> [SELECTED EXTRACT]
━━━━━━━━━━━━━━━━━━━━

The lists of stopword and synonym can be maintained in plain text files
or databases, and loaded into memory as two hashtable objects for quick
query purpose. Content processor begins lastly the core weighting process,
which decides whether a word is more important than other keywords in this
URL, and whether a keyword in this URL is more important than the same
keyword in other URLs. The popular weighting scheme is evaluating quoted
frequency and quoted location. Words that appear frequently are weighted
more highly, while words that appear infrequently are given lower weights.
Words in document title are weighted most highly, and document's keywords
are given upper weights than words in headings. A good search engine should
reduce the URL's weight when it abused keyword metatag. URLs with the highest
weight of matching words should appear highest in the following search.
Part IV: Searching
in Index Database
Your
searchable index database should consist of a keyword list, for each keyword,
a list of URLs which contain that keyword, and a URL list, for each URL,
a list of keywords which are found in that URL. If you are ambitious to
index millions of URLs, you have to take a good care of your huge gigabyte-level
index database, otherwise the user will lose patience in waiting the query
result out. You should consider a distributed storage strategy to over
this long-playing query bottleneck. For instance, try to classify the data
into thousands of smaller tables according to the hash codes of URLs or
keywords. Then search engine can load in advance a list of table names
of keywords, look through those smaller tables which contain those requested
words, rank the befitting URLs in order of relevance to those words, and
submit the list of search results as HTML.
All
database operations in this search engine sample are through JDBC 2.0 interface
so that it is independent of the kind of index database. The SQL statements
for creating its index database are simple:
-
create
table urls(urlid int, url char(100), urlstatus int, urlmessage char(20),
urltime timestamp, keywords object, urlsummary object)
-
create
table keywords(wordid int, keyword char(20), urls object)

━━━━━━━━━━━━━━━━━━━━

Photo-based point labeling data
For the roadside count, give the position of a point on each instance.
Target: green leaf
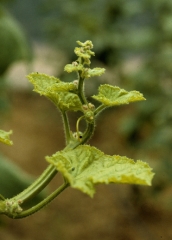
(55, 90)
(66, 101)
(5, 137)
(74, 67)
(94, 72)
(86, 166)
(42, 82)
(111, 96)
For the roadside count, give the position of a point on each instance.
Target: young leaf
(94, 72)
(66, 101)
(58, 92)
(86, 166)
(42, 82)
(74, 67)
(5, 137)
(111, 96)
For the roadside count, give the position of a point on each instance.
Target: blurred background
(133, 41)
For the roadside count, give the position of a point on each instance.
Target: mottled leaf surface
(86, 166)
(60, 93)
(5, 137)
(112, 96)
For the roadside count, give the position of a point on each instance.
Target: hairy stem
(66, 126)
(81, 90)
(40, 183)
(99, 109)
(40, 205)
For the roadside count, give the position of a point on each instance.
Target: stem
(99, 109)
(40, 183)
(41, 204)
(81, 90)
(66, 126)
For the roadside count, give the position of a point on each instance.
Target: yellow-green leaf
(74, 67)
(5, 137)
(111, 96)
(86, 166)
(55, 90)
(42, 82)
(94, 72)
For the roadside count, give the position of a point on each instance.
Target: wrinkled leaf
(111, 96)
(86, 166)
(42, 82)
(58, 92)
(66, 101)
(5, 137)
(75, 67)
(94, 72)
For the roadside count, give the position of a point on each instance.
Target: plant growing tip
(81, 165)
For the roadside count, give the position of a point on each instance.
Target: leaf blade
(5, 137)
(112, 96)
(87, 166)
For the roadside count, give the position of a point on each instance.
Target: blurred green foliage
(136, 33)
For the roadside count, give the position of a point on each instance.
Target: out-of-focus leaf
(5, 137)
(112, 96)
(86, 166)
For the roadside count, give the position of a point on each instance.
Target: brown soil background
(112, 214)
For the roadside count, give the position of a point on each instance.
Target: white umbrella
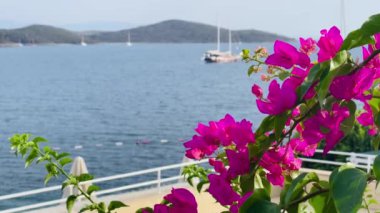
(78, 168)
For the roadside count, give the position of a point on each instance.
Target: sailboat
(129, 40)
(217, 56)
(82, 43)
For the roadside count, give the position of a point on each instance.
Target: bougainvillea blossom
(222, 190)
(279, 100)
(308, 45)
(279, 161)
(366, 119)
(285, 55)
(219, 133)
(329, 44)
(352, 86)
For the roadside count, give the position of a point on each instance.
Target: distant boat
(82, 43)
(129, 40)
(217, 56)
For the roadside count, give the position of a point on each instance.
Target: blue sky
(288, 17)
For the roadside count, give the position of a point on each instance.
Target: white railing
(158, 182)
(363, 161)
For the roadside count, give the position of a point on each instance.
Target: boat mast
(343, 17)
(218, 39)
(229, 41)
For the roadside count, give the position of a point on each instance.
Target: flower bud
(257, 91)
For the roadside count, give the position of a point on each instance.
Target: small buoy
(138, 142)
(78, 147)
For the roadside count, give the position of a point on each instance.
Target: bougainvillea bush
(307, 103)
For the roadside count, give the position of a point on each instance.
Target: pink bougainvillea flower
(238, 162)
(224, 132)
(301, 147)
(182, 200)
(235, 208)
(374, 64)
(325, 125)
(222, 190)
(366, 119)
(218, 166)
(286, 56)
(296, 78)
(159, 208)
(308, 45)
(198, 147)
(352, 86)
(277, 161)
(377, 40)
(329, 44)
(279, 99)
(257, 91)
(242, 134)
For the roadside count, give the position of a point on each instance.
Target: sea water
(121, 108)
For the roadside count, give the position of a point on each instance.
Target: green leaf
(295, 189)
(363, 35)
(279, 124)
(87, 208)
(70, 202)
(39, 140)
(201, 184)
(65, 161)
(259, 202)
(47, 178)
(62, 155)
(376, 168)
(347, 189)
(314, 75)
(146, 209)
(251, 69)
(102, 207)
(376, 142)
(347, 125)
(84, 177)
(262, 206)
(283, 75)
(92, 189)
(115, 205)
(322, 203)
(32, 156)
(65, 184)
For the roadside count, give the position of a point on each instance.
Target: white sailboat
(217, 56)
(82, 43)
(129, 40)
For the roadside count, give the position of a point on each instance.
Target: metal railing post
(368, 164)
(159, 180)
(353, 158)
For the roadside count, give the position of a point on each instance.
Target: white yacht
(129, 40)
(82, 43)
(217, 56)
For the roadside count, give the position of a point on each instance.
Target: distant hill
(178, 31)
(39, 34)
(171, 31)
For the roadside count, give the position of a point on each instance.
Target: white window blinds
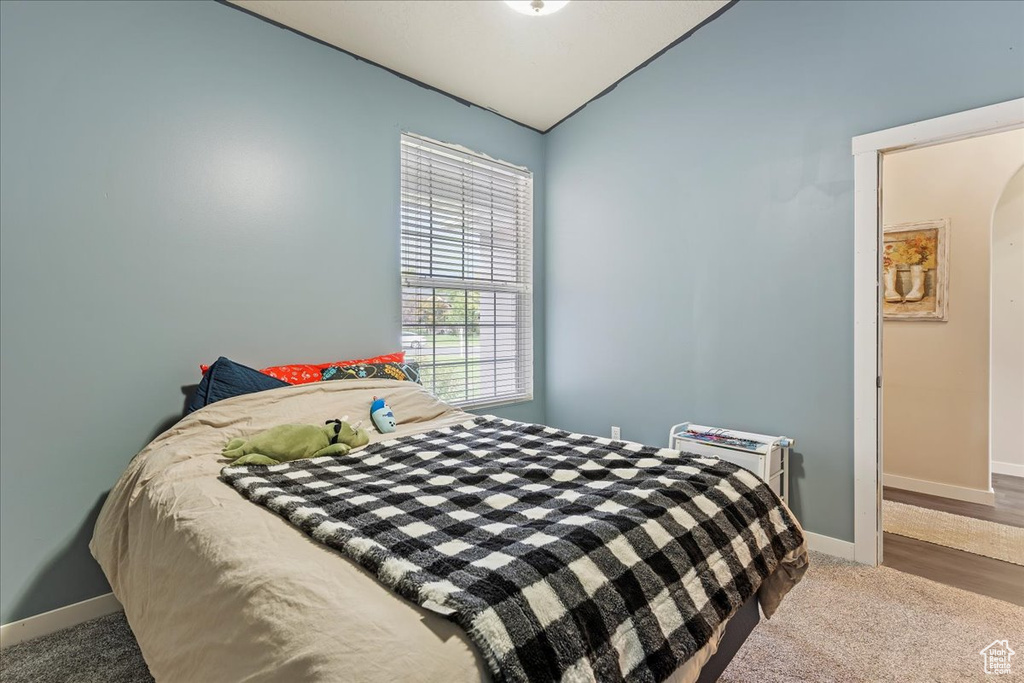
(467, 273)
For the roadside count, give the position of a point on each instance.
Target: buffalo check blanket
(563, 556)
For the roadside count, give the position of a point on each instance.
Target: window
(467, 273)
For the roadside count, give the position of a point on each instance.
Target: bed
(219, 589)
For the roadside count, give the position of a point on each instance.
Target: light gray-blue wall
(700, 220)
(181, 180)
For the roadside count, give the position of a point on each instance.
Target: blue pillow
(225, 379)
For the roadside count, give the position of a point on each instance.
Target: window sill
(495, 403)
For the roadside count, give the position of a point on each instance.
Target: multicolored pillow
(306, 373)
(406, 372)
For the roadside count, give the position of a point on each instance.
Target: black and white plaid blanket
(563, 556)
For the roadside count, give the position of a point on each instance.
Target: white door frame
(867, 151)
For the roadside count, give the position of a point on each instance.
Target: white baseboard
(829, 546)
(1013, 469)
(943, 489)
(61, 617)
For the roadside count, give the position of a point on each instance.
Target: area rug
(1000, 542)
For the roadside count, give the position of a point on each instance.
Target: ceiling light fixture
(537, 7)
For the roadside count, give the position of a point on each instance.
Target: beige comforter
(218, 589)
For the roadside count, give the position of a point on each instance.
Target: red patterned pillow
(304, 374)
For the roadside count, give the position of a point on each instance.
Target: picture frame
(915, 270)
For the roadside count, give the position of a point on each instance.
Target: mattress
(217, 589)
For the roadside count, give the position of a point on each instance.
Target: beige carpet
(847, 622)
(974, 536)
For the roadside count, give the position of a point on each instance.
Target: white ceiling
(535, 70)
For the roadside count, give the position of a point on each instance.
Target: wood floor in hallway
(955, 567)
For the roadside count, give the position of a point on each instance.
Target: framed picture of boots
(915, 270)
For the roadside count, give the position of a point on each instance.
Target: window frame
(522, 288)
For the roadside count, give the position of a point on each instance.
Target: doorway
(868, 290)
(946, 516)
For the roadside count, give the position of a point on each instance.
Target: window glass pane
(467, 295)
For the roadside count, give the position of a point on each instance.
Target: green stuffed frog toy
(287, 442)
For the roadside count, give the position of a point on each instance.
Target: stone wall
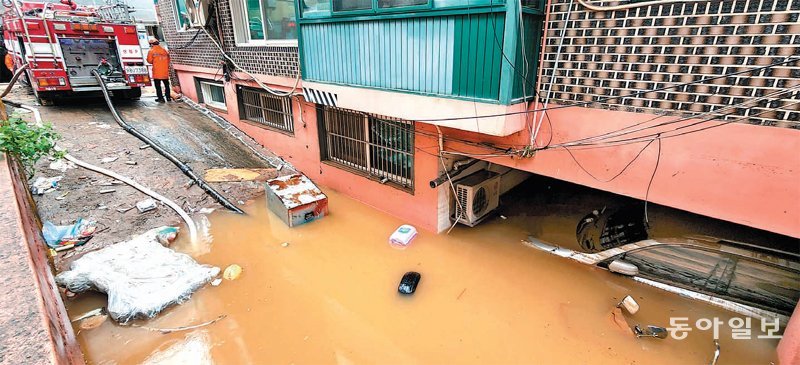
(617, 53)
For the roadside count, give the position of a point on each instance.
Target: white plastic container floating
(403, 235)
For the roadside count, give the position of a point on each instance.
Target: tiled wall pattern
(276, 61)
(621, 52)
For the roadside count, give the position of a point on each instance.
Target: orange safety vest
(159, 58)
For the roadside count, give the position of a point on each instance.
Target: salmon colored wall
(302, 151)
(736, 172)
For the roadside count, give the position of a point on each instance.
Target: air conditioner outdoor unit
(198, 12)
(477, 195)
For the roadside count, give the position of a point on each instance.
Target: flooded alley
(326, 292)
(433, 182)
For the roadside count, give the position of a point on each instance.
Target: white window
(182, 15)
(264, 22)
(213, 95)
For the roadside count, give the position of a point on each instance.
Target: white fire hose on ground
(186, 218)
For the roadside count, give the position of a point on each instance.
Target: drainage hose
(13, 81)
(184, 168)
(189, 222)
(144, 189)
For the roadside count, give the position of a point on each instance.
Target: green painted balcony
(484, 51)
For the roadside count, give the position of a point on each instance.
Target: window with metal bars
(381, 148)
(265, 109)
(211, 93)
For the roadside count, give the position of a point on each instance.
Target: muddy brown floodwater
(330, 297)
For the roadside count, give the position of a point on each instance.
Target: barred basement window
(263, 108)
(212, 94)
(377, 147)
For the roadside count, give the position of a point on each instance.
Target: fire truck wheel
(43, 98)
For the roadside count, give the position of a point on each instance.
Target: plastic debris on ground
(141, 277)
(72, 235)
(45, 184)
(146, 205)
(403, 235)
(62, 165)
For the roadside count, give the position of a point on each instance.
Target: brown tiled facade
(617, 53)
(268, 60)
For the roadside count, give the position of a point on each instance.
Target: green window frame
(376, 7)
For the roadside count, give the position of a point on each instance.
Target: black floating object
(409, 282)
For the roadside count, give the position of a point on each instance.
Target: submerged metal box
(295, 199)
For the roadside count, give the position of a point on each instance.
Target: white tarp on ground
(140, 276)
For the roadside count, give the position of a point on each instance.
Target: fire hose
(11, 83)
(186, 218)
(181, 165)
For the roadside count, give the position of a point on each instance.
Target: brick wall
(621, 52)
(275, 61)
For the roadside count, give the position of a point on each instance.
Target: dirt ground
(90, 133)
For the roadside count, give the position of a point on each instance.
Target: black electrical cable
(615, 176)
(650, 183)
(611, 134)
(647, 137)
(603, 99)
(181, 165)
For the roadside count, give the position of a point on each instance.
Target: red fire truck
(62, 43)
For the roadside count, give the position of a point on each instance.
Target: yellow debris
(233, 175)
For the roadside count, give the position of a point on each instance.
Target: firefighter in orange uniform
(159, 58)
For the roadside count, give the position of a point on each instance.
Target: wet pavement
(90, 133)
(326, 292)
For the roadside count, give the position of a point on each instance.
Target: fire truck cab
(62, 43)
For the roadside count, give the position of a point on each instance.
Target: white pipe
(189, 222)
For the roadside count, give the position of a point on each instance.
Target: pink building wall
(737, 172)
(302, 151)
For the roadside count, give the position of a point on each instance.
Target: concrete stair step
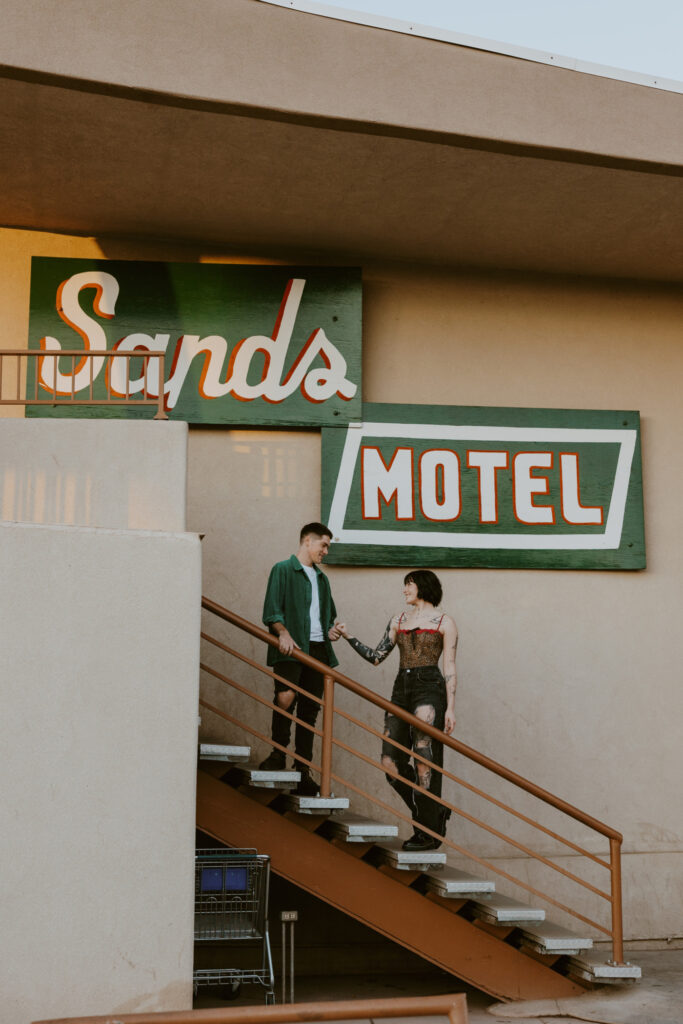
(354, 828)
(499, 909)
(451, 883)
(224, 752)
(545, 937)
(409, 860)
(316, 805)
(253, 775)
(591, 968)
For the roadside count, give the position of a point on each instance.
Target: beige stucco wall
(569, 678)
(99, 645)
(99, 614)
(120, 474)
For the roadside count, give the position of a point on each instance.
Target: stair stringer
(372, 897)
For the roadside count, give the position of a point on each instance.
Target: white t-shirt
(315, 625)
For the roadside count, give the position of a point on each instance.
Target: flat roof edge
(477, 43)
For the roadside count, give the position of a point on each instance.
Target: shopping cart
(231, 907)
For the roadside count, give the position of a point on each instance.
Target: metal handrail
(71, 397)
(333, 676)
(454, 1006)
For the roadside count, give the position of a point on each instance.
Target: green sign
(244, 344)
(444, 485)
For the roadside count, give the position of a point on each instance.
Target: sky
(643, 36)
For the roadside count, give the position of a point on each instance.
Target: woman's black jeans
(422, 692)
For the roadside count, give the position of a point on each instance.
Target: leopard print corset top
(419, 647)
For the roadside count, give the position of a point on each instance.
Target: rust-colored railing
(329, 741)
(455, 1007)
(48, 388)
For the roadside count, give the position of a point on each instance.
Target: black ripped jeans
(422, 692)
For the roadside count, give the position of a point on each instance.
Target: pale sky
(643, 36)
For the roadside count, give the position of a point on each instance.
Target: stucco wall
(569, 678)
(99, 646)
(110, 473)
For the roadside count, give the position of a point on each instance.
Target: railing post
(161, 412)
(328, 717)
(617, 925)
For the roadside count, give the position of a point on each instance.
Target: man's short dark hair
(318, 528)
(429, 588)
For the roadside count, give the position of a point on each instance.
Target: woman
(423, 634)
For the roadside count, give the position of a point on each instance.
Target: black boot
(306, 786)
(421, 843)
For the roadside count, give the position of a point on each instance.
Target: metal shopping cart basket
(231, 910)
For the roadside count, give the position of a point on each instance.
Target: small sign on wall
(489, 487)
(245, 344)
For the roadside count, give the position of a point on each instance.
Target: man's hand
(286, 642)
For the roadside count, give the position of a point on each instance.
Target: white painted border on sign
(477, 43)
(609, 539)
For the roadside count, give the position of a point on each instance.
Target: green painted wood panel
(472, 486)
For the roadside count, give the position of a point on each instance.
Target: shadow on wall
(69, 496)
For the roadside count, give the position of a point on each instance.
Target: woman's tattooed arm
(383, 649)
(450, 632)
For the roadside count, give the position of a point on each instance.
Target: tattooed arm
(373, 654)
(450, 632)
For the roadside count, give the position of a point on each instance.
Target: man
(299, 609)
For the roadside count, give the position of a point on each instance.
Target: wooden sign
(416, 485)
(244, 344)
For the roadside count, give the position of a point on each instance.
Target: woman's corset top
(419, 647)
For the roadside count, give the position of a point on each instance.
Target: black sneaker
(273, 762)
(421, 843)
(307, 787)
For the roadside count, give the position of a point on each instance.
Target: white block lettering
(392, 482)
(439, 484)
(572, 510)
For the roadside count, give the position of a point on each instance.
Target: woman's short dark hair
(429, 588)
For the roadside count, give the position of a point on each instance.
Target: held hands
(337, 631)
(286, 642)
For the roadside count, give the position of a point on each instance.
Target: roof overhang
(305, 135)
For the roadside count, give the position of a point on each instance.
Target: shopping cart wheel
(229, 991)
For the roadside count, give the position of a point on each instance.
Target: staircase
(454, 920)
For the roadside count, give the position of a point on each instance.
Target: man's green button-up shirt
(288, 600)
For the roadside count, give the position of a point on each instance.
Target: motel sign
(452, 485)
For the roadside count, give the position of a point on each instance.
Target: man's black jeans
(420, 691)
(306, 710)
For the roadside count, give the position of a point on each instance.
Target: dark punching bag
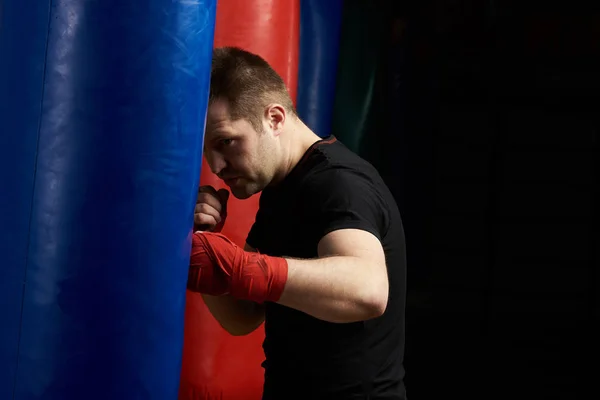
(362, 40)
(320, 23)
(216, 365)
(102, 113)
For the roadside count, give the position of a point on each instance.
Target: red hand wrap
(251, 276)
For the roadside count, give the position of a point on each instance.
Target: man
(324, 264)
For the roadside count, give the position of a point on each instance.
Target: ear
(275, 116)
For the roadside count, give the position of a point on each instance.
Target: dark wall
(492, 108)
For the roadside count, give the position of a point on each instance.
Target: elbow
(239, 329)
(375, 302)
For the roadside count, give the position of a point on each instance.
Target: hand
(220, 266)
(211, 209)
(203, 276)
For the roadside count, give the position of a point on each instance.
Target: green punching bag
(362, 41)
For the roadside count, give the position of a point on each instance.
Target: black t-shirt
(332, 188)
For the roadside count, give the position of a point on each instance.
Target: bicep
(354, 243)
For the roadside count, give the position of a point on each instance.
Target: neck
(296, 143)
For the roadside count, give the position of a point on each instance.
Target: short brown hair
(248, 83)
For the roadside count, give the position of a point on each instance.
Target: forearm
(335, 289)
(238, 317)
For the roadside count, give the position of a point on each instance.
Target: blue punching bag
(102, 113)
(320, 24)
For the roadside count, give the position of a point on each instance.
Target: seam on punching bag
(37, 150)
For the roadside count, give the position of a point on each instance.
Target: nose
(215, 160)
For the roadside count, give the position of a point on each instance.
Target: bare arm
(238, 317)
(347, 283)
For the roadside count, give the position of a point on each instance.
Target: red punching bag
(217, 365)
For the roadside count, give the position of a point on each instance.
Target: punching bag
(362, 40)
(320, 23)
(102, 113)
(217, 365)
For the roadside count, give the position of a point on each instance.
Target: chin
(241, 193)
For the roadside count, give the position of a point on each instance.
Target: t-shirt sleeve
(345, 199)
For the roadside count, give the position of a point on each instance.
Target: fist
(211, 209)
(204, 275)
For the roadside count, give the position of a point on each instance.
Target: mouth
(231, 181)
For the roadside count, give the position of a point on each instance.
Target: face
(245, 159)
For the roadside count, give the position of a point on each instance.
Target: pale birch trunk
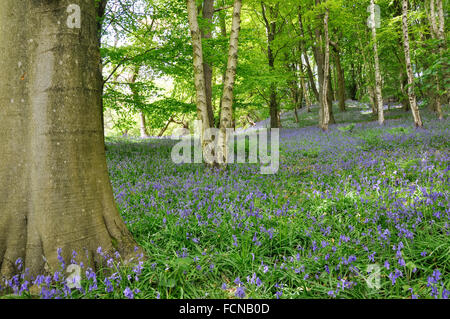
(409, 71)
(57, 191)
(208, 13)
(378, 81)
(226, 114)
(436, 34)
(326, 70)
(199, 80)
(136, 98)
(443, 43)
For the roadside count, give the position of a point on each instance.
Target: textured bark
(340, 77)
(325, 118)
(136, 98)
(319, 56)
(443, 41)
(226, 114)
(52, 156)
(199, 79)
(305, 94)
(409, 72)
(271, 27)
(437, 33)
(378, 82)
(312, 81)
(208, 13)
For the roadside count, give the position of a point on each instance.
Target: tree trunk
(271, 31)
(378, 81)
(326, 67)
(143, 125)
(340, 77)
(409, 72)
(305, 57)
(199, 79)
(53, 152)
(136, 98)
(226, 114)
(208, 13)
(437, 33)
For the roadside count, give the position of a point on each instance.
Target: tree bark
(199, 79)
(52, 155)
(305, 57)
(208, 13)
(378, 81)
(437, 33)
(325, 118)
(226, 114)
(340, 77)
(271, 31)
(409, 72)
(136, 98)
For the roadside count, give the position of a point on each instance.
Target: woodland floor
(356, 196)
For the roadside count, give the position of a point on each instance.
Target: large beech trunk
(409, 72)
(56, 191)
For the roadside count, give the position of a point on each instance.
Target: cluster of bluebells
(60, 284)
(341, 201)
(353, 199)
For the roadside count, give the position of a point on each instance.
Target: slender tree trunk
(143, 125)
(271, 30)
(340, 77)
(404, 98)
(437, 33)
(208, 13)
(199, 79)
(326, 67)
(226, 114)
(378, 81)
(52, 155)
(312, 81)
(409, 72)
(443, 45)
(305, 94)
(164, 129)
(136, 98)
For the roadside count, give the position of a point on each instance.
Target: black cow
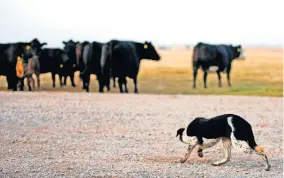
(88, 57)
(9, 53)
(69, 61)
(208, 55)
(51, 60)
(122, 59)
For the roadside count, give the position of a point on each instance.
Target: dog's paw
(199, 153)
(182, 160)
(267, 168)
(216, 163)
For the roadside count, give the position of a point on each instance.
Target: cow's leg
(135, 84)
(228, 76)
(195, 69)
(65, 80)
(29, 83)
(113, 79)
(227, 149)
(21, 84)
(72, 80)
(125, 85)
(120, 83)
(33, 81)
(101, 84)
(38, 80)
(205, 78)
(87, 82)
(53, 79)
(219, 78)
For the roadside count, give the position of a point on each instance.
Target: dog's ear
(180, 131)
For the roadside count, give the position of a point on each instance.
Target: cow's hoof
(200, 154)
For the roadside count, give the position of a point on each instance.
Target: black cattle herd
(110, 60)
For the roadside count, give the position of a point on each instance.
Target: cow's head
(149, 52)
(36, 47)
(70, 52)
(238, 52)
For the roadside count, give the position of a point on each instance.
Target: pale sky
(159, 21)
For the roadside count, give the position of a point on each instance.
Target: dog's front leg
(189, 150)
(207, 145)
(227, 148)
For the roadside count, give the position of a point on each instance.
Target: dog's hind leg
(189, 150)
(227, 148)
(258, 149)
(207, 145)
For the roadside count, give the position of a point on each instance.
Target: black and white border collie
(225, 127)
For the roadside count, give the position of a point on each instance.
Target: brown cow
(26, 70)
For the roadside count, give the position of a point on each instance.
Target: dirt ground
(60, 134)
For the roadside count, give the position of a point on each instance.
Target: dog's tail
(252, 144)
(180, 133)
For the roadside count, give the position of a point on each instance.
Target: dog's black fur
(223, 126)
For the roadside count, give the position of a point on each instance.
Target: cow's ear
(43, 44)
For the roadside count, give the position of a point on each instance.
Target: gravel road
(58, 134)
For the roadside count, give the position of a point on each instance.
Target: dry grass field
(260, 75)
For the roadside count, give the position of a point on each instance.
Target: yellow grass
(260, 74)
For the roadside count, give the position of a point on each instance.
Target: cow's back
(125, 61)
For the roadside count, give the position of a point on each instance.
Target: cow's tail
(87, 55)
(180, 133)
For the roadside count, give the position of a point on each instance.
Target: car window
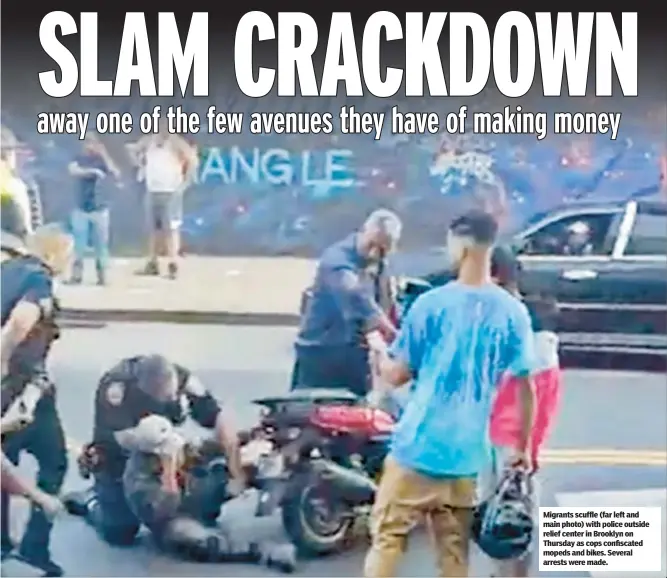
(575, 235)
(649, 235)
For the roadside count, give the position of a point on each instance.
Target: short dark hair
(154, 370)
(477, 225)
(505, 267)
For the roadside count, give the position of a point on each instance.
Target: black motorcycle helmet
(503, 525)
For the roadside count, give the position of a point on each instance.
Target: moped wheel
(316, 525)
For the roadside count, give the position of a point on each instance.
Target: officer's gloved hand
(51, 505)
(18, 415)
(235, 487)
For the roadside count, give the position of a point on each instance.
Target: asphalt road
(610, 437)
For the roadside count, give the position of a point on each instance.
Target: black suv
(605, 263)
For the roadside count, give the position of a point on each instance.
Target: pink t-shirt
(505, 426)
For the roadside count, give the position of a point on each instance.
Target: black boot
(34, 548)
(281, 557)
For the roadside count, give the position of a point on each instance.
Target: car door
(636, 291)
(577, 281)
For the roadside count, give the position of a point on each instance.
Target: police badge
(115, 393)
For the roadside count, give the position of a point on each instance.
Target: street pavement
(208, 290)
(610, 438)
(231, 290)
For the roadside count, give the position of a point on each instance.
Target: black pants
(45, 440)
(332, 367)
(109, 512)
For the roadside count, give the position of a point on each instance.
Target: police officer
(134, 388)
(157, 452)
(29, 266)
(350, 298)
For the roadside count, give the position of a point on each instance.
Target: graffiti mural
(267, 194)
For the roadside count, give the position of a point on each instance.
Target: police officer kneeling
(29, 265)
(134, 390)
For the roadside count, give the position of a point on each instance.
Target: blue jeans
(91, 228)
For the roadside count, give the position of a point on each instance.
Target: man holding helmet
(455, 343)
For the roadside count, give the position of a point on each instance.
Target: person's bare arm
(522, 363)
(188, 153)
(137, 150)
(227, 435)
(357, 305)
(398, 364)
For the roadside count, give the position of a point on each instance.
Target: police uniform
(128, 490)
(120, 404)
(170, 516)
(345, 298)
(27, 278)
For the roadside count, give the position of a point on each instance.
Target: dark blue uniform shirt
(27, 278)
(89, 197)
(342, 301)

━━━━━━━━━━━━━━━━━━━━

> [STATED EXERCISE A] In the search engine passage, write out everything from "The lists of" down to "given lower weights.", swapping "weighting" for "scoring".
> [STATED EXERCISE B] Pick up the search engine passage where it stops and write the next part.
The labeling data has nothing to do with what comes next.

> [TASK OUTPUT A]
The lists of stopword and synonym can be maintained in plain text files
or databases, and loaded into memory as two hashtable objects for quick
query purpose. Content processor begins lastly the core scoring process,
which decides whether a word is more important than other keywords in this
URL, and whether a keyword in this URL is more important than the same
keyword in other URLs. The popular scoring scheme is evaluating quoted
frequency and quoted location. Words that appear frequently are weighted
more highly, while words that appear infrequently are given lower weights.

> [TASK OUTPUT B]
The index
database will be more efficient in lookup speed if you create index on
its columns of url, urlID, keyword and wordID. The keyword list of every
URL is held as a serializable object in urls.keywords column, and the URL
list of every keyword is held as a serializable object in keywords.urls
column. It utilizes some scrollable updatable result sets to gain better
performance on inserting and updating frequently. Since waiting for server
response and network bandwidth is the main bottleneck in indexing, the
sample utilizes also thread pool techniques to manage and run some robots
in parallel.
There
is not setup requirement to the end user, since search service is provided
by a Servlet. The Servlet parses the user input into a series of words,
and supports Boolean queries with operands such as AND and OR. If you wish
to use NOT and the wildcard character "*" to construct queries, you should
consider using JLex and CUP to construct a query parser. Cascading search
can also be implemented if you cache the latest queries and hide a query
session ID in the query form.
References
1.
W3C Recommendation, HTML 4.01 Specification
2.
The Internet Society, RFC2616:
Hypertext Transfer Protocol -- HTTP/1.1
3.
Scott Weiss, IR Vocabulary:
Glossary for Information Retrieval
4.
Martijn Koster, Guidelines
for Robot Writers
5.
Elliot Berk, JLex:
A Lexical Analyzer Generator for Java
6.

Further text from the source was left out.